Keep writing the memory of the top-floor room and the night trains, starting right after its last sentence.

Extract to read:
┄┄┄┄┄┄┄┄┄┄┄┄┄┄┄┄┄┄┄┄

In something similar to this feeling, though I absolutely loved the safety of my quilt and my room, I wanted to know how I would feel traveling in a train the sound of which I was hearing at the exact moment. The dead of the night… the pitch dark surroundings… the nearby tracks and shrubs visible from the window of a sleeper class coach… the country wind passing through. The sheer thought would give me goose bumps. To a teenager who had barely traveled out of his city, such a thought of traipsing in a train through the wilderness in the dead of the night seemed nothing less than a true adventure.

What made it more romantic was the fact that my room was open on all sides. The sight would often lead a helping hand to sound and the imagination would be complete.

My home was more like a tower with only 10 by 25 feet. On two sides were the streets. On two sides were the verandahs of the neighbors’ houses. My room, on the third floor was thus open on all four sides and with windows and doors on three. The door opened to the south and with no great building obstructing my view, as it was an undeveloped and poor neighborhood, the view of the horizon was very clear.

┄┄┄┄┄┄┄┄┄┄┄┄┄┄┄┄┄┄┄┄

Entries supplied:
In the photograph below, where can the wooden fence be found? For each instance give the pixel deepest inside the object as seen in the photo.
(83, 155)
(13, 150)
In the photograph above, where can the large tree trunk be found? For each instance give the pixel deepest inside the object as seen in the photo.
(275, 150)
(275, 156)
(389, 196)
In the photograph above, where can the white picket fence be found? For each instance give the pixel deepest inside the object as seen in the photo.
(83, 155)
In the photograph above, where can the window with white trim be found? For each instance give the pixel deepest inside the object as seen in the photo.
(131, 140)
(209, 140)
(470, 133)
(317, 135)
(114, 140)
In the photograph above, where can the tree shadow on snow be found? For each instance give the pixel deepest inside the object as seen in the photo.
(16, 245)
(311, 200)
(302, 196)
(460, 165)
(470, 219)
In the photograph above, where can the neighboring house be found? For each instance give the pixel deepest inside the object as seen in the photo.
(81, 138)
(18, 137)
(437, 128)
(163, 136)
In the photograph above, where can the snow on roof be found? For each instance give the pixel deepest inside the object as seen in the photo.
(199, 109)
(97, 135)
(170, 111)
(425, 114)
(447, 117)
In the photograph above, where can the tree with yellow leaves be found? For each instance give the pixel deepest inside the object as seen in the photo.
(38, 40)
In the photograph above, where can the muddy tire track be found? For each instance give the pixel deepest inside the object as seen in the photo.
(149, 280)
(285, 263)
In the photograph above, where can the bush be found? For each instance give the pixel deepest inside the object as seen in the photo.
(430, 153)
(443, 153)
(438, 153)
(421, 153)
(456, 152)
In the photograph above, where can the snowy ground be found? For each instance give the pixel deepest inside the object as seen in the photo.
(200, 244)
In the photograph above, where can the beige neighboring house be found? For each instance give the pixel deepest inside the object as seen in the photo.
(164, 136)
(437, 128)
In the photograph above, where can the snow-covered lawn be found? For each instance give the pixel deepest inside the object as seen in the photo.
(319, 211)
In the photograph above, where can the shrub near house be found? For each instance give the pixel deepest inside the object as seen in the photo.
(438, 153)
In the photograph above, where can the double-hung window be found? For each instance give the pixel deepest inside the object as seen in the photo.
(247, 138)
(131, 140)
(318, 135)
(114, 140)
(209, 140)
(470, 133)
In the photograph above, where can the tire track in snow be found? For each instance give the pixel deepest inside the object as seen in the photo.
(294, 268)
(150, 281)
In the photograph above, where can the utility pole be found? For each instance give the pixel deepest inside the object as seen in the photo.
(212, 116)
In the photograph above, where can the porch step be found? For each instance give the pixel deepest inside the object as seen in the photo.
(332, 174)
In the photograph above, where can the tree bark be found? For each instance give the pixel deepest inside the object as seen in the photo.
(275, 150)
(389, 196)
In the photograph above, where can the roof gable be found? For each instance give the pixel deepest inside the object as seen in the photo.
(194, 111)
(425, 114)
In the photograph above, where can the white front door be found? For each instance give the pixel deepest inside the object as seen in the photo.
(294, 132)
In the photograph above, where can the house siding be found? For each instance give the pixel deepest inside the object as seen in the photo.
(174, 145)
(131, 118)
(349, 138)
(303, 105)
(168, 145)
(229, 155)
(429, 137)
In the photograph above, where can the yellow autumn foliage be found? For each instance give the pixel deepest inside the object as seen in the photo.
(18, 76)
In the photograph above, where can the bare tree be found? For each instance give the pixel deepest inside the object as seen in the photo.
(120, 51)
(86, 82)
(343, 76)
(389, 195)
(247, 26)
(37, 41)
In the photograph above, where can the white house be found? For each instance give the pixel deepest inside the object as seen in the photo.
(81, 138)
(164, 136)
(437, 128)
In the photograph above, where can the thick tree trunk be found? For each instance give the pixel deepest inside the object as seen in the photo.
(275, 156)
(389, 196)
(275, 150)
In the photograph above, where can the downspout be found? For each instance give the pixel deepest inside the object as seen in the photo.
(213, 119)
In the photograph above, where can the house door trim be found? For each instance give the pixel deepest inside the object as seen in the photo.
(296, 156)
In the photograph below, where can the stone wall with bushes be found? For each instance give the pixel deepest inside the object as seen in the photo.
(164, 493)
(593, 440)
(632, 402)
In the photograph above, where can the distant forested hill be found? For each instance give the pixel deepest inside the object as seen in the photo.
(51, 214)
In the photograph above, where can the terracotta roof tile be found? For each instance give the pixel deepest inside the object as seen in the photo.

┄┄┄┄┄┄┄┄┄┄┄┄┄┄┄┄┄┄┄┄

Response:
On many evenings I had the pleasure to watch the sunset from my room, lying on my bed or sitting on my chair, reading or doing my chores, while the glorious Sun set on Gwalior. On the East there was small window which sent such a draft of wind on opening, that the entire room would become windy. Peeping through this very private window on to the eastern world, I would discern the eastern hills with Cancer hospital, the most famous landmark. For gazing at north and the most glorious skyline of Gwalior, the fort, the Sahasra Bahu temple, the Teli ka Mandir and the TV Tower on the skyline, I would have to go to the terrace.

The West was reserved for the night and the early mornings. For this is where my bed was, just beneath the tiny window which opened on to the Western mountains with Gargaj ke Hanuman and Gupteshwar visible right through my window. The window hung at four feet from the floor and as my bed jutted right next to it the only thing I had to do to gaze at the western mountains was to sit up in my bed and throw open the window. Gupteshwar and the western mountains would be instantly visible along with the fresh wind on my face.

My house was built in 1999 and the third story was built by 2002. Since 2002 I had been gazing at the western mountains. In 2002 there were very few lights visible during the night on those mountains except the lights on the Gupteshwar temple and the path leading to it. But year by passing year I would see more and more lights creeping up the mountainside making the night landscape of the western mountains more and more glittery. And it is by this side that most of the trains to the south passed, beckoning me irresistibly to take one of them one day.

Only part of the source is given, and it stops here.